*** Opening of GIVEN INFORMATION ***

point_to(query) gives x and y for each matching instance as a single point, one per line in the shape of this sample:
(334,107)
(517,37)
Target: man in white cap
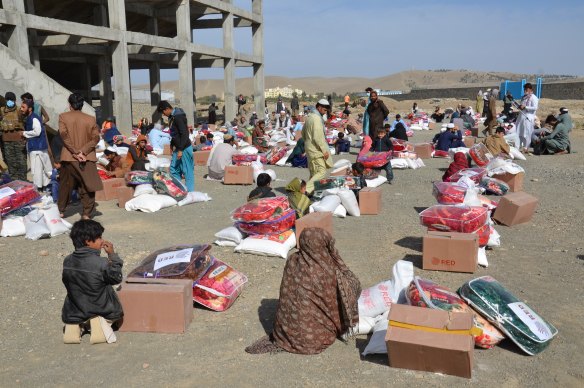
(284,124)
(526,120)
(317,151)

*** Close of GIVEN INFORMATION ***

TO DO: Repeat every record precisely. Any picture among them stays out of the copy.

YOUR SOLUTION:
point_to(query) gives x and y for each matching instance as a single point, one per line in the shape of this sample:
(334,107)
(517,37)
Target: man in white cap
(284,124)
(526,120)
(317,151)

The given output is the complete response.